= Problem to solve =
Rewrite every row below as a numbered list with no blank lines, and leave the pictures out.

= Extracted records =

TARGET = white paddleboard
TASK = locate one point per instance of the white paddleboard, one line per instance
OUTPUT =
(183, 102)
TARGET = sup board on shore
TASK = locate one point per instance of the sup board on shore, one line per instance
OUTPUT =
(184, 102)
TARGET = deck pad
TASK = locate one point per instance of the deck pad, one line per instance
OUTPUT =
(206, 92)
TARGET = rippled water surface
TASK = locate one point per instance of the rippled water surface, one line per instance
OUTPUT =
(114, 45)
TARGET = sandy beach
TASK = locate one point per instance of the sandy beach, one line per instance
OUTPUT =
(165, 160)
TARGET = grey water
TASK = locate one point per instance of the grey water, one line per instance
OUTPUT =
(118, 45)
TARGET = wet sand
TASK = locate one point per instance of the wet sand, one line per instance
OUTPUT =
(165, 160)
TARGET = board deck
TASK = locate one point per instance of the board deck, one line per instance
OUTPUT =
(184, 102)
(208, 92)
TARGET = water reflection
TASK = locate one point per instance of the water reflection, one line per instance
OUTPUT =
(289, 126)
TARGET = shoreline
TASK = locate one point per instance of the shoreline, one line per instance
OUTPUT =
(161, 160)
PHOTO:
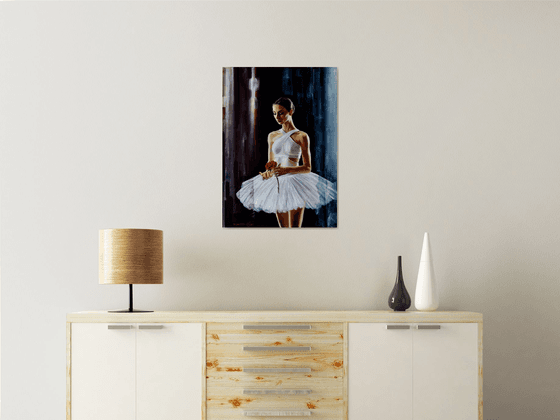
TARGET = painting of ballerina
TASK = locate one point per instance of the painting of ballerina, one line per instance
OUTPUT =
(280, 142)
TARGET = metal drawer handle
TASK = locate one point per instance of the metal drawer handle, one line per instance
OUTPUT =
(276, 327)
(398, 327)
(277, 391)
(277, 413)
(267, 348)
(120, 327)
(276, 370)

= The answer =
1. TARGET = white paddleboard
2. TASK = locate one point per instance of the white paddleboard, one line per instance
3. OUTPUT =
4. (183, 102)
5. TARGET = sup board on shore
6. TASK = locate one point per instance of the sup board on shore, one line per instance
7. OUTPUT =
8. (184, 102)
9. TARGET = deck pad
10. TASK = locate one point per instance of the deck pad, one line per instance
11. OUTPUT =
12. (206, 92)
13. TARGET = rippled water surface
14. TASK = locate one point per instance of the rippled water surface, one line per instance
15. OUTPUT =
16. (114, 45)
17. TARGET = sandy beach
18. TASK = locate one point per instance of the sandy beach, one line per instance
19. OUTPUT =
20. (165, 160)
21. TARGET = grey water
22. TASK = locate one point per instance of the grey water, one line per instance
23. OUTPUT =
24. (118, 45)
25. TARGET = wet sand
26. TASK = locate one point per instance of the wet sand, one line per instance
27. OUTPUT =
28. (165, 160)
29. TARGET = board deck
30. TASK = locate one point per instance of the board deck, one line per instance
31. OUTPUT =
32. (184, 102)
33. (208, 92)
34. TARGET = water reflection
35. TASK = locate one point per instance of the water reflection, one line per instance
36. OUTPUT =
37. (289, 126)
38. TARGET = shoreline
39. TASK = locate one point per instance of the shoreline, one line per instance
40. OUTPUT =
41. (161, 160)
42. PHOTO:
43. TARGET = painting of ballerina
44. TASK = locate one point per instance of the painting of ballerina, one line per instance
45. OUTPUT =
46. (280, 142)
47. TARGET = metal drawer handle
48. TASK = locate one point per instance of the metal drawer handle, one line per instance
49. OUTPUT =
50. (276, 327)
51. (398, 327)
52. (277, 391)
53. (277, 413)
54. (267, 348)
55. (120, 327)
56. (276, 370)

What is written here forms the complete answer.